• **Prompt**
Edit the items from the line with "Reviewer note: verify that every instance of the floral" to the line with "[[419, 191], [452, 180], [514, 179], [411, 190], [404, 192]]" so that "wooden cabinet" becomes "oak sideboard", and leave everything else in those lines unchanged.

[Data listing]

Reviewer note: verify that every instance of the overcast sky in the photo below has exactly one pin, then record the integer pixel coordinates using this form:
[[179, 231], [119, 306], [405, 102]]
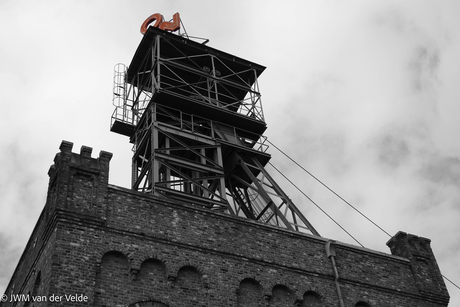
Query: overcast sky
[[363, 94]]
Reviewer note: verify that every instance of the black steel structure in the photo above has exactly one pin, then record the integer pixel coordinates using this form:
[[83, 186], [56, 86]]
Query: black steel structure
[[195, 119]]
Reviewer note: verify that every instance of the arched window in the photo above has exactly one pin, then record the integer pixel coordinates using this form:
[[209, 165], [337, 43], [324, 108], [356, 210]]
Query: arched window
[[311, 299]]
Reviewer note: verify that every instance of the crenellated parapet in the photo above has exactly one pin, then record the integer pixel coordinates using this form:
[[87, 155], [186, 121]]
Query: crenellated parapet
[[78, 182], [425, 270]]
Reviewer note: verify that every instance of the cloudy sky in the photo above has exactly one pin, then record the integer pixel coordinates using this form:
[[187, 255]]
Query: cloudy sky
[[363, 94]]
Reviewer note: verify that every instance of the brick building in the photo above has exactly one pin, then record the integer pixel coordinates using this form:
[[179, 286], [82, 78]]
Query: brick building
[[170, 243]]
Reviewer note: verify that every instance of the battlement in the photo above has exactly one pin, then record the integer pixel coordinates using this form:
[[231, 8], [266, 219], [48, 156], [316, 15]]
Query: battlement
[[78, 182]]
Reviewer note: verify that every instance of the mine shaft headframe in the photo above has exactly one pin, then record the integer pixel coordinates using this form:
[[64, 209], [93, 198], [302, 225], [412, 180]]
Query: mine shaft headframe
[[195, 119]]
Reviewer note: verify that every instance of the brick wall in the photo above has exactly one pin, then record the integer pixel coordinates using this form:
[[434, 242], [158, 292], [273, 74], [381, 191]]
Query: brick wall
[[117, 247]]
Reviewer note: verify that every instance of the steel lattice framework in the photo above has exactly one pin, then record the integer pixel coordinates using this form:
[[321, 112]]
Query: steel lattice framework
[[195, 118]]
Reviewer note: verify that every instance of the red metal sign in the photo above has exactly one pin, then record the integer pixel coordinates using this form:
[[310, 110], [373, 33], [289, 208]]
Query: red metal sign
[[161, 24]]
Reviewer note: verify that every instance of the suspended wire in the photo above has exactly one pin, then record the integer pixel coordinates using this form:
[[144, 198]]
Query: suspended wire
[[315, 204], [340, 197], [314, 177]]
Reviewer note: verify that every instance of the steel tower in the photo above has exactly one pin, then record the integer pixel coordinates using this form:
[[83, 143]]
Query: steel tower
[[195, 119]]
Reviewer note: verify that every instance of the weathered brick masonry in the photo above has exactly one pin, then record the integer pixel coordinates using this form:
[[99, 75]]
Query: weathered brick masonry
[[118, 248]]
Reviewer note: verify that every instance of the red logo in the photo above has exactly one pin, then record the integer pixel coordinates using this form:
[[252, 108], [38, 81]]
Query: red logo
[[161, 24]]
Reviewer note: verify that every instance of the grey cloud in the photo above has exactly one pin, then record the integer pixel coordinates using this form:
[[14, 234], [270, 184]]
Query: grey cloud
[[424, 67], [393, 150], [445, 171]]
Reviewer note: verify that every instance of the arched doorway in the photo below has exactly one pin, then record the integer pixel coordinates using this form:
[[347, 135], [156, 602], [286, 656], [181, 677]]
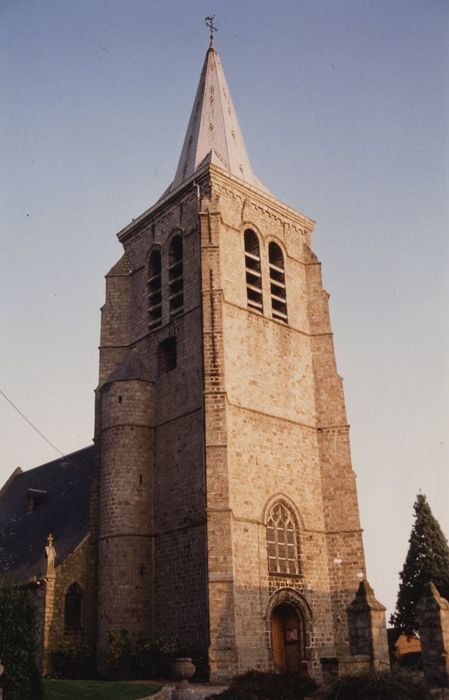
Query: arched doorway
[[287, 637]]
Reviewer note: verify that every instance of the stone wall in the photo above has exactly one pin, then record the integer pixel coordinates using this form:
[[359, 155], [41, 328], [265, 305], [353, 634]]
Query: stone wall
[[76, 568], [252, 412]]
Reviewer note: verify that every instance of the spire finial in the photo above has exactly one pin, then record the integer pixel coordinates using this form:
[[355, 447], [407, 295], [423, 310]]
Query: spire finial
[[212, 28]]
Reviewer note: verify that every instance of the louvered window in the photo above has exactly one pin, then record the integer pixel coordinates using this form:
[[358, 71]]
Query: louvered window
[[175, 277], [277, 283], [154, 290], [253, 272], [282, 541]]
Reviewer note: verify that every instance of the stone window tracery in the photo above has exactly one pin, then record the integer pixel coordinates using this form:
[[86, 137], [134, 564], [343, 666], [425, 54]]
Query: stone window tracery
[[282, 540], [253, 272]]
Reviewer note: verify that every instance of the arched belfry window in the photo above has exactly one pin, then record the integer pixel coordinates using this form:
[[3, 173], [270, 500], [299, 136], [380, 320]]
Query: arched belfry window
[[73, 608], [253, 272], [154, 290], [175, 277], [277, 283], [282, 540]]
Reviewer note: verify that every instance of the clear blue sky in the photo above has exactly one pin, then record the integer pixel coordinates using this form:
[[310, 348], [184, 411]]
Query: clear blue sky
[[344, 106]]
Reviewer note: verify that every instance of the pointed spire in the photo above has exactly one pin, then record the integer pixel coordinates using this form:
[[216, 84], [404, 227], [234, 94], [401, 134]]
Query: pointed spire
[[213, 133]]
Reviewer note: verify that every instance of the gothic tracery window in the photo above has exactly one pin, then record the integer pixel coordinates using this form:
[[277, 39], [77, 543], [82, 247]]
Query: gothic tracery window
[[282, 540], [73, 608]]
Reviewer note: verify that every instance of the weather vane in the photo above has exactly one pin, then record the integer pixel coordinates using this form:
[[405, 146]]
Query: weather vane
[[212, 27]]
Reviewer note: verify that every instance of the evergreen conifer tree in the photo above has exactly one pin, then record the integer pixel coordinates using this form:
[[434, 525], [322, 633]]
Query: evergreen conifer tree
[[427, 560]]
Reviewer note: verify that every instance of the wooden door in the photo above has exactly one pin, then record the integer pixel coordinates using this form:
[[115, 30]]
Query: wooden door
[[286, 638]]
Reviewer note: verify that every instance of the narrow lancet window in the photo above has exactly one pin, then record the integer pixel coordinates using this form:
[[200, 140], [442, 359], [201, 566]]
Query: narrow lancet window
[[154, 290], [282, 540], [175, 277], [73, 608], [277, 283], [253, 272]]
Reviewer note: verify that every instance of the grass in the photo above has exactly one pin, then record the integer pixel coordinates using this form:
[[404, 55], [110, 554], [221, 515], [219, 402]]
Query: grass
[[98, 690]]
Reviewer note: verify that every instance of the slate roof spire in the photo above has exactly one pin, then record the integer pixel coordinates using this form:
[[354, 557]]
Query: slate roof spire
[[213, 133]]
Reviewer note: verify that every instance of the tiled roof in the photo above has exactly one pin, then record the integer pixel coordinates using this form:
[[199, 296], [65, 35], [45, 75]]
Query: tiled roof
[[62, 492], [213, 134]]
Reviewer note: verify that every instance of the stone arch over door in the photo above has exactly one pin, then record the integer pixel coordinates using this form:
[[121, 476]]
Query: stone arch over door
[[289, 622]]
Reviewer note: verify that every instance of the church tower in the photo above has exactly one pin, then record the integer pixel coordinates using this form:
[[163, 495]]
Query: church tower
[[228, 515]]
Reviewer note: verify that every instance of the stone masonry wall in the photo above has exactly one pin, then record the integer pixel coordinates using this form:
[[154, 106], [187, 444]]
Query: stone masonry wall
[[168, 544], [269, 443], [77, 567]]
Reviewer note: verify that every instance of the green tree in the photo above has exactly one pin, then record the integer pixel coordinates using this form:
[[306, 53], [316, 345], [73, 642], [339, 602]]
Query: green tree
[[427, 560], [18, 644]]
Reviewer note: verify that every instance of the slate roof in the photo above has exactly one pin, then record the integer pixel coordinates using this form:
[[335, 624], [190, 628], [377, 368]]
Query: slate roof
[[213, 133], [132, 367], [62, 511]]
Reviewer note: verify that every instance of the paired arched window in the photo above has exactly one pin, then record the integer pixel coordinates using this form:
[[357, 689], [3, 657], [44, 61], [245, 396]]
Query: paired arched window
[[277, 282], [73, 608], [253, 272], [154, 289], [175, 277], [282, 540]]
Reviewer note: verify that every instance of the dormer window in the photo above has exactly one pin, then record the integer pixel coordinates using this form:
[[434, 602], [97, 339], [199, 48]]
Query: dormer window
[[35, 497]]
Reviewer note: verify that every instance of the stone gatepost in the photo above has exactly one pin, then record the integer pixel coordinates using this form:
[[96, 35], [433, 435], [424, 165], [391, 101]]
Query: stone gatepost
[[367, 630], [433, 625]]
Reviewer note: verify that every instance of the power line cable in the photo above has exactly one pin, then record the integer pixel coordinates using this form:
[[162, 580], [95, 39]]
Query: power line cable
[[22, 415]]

---

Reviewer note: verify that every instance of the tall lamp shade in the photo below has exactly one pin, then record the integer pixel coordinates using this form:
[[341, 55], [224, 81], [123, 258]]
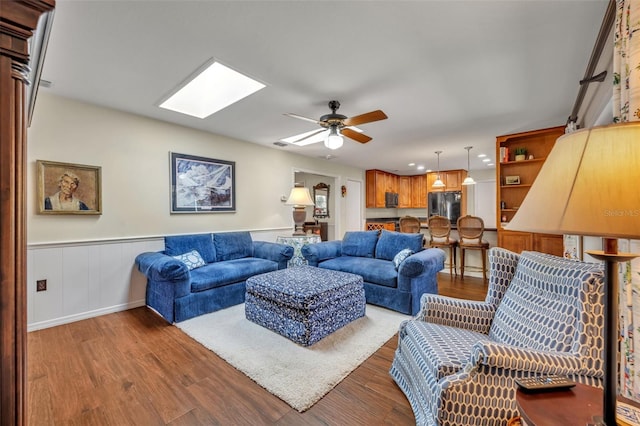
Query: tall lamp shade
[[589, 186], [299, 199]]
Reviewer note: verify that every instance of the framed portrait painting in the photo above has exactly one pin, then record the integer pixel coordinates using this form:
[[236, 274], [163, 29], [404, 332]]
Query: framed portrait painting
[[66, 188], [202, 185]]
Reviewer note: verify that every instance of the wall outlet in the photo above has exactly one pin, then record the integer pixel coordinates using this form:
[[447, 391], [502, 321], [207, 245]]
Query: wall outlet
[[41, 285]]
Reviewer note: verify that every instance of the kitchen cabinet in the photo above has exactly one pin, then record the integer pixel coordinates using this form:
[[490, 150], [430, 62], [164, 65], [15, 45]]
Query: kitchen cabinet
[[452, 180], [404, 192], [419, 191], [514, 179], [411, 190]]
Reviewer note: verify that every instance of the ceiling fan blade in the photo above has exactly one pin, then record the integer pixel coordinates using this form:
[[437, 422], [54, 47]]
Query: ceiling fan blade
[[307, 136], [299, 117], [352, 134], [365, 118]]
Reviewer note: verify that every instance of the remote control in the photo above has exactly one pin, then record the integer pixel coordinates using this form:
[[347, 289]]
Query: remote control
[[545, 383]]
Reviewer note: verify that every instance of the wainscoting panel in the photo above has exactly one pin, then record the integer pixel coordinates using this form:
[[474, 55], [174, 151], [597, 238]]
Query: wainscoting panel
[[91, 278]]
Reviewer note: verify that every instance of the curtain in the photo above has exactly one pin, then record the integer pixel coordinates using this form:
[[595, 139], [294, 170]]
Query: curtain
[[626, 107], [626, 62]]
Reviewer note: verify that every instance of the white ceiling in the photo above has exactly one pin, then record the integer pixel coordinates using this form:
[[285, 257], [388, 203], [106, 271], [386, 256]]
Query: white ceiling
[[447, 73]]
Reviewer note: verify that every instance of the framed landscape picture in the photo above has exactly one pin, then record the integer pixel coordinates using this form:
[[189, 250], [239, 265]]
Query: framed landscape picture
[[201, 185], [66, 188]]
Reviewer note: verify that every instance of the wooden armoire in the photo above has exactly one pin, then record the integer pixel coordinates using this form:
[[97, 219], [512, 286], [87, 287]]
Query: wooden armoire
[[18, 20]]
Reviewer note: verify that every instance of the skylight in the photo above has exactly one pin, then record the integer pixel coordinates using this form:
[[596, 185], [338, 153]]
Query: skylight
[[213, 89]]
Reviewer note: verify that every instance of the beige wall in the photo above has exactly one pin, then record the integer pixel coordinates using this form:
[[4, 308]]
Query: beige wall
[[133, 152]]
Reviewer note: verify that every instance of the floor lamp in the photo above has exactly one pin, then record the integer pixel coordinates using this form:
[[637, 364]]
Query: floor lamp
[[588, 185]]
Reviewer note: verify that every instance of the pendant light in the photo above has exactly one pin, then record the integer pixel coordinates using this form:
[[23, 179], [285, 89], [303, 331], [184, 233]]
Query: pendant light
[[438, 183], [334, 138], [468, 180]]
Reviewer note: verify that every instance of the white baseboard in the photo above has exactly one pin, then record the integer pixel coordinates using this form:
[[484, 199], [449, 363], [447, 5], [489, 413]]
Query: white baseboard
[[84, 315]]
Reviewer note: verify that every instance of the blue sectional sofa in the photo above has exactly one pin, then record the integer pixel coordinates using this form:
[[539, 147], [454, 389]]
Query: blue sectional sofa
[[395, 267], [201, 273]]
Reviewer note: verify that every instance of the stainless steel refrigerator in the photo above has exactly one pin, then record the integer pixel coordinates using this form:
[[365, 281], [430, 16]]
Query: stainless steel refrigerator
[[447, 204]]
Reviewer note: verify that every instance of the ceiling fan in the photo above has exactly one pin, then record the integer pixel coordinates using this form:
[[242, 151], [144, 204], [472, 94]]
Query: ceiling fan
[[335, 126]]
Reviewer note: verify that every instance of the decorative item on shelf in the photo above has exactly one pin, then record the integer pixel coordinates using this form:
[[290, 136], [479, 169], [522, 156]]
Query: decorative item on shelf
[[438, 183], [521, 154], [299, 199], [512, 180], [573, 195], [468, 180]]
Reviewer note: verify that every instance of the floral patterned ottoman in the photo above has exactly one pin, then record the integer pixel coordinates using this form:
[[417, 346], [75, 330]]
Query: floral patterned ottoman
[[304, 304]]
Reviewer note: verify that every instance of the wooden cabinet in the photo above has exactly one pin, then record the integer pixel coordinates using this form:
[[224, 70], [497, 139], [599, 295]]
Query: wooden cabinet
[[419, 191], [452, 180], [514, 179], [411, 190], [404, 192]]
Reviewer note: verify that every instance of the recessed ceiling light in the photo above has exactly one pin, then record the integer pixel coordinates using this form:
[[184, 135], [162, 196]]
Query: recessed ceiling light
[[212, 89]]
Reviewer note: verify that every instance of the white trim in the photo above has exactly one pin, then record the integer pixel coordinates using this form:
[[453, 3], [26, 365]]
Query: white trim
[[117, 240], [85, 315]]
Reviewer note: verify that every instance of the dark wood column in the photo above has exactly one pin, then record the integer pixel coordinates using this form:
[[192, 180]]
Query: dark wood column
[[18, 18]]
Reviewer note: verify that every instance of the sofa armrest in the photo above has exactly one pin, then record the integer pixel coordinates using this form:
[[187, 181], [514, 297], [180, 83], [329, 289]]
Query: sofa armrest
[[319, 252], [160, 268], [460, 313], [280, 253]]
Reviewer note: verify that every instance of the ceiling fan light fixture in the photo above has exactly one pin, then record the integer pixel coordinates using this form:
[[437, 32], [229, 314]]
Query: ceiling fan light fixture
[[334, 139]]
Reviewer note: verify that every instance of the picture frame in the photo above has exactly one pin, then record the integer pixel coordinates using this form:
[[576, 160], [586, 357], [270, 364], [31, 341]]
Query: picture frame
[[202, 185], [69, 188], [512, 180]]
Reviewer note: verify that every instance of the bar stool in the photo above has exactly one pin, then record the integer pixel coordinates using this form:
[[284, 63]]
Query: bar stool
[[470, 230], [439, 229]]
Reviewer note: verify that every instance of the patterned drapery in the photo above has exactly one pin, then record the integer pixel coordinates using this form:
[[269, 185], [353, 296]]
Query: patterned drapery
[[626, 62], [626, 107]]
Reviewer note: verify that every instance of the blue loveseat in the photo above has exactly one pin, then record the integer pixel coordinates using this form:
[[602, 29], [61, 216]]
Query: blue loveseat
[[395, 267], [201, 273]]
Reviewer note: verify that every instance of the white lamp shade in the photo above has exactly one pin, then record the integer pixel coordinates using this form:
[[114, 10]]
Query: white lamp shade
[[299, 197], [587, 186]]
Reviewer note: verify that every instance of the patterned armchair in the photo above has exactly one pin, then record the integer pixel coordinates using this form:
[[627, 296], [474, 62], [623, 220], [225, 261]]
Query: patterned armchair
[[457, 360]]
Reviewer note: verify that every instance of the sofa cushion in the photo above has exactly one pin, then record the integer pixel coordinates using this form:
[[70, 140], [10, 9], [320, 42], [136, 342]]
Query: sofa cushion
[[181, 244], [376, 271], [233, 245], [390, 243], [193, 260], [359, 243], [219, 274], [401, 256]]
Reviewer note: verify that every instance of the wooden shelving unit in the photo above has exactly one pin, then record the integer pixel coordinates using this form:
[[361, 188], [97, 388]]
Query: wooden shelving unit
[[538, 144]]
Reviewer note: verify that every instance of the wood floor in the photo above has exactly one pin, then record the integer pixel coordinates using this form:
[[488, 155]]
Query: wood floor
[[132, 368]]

...

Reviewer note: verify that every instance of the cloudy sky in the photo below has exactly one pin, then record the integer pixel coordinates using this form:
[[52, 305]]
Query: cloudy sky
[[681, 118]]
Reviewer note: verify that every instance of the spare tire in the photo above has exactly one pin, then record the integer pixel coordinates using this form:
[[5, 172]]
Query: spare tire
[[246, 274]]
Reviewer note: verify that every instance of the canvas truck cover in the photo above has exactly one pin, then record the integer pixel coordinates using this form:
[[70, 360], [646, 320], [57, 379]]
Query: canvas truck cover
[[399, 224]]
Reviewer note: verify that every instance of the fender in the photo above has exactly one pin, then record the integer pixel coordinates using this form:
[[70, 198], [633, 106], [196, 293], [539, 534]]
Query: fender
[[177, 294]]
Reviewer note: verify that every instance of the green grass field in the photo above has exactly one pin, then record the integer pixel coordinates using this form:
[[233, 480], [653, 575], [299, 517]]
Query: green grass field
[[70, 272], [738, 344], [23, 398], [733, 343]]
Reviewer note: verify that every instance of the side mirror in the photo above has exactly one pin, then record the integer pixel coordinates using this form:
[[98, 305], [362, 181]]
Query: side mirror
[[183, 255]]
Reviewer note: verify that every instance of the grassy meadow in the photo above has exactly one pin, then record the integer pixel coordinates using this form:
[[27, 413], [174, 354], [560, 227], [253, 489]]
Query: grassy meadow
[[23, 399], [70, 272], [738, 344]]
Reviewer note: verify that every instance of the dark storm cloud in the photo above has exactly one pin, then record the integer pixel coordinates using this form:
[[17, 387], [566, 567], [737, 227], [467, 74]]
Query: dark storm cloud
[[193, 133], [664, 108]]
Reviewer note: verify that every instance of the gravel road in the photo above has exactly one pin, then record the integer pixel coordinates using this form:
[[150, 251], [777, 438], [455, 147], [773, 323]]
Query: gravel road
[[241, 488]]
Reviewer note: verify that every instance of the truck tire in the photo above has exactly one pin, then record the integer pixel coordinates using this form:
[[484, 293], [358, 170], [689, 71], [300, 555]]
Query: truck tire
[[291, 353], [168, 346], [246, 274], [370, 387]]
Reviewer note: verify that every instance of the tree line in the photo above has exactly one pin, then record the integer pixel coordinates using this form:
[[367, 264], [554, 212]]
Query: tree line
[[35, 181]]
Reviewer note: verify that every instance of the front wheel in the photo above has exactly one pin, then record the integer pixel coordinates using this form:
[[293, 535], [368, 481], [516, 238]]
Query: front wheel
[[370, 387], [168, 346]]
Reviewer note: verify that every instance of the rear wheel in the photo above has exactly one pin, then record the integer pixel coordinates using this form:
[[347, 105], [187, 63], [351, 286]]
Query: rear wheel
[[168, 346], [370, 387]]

• **Response**
Reviewer note: verify that every instance of the floral patterned ottoman in the photo above has exactly one pin, then record the integer pixel coordinates using this form:
[[417, 346], [75, 330]]
Query: floral patterned ottoman
[[304, 304]]
Reviewer note: verify that every instance of the oak sideboard in the photo above has exactly one pin, then record the integer pixel coordinates using this form:
[[224, 70], [497, 139], [599, 295]]
Query: oak sideboard
[[419, 191], [452, 180], [514, 179], [411, 190], [404, 192]]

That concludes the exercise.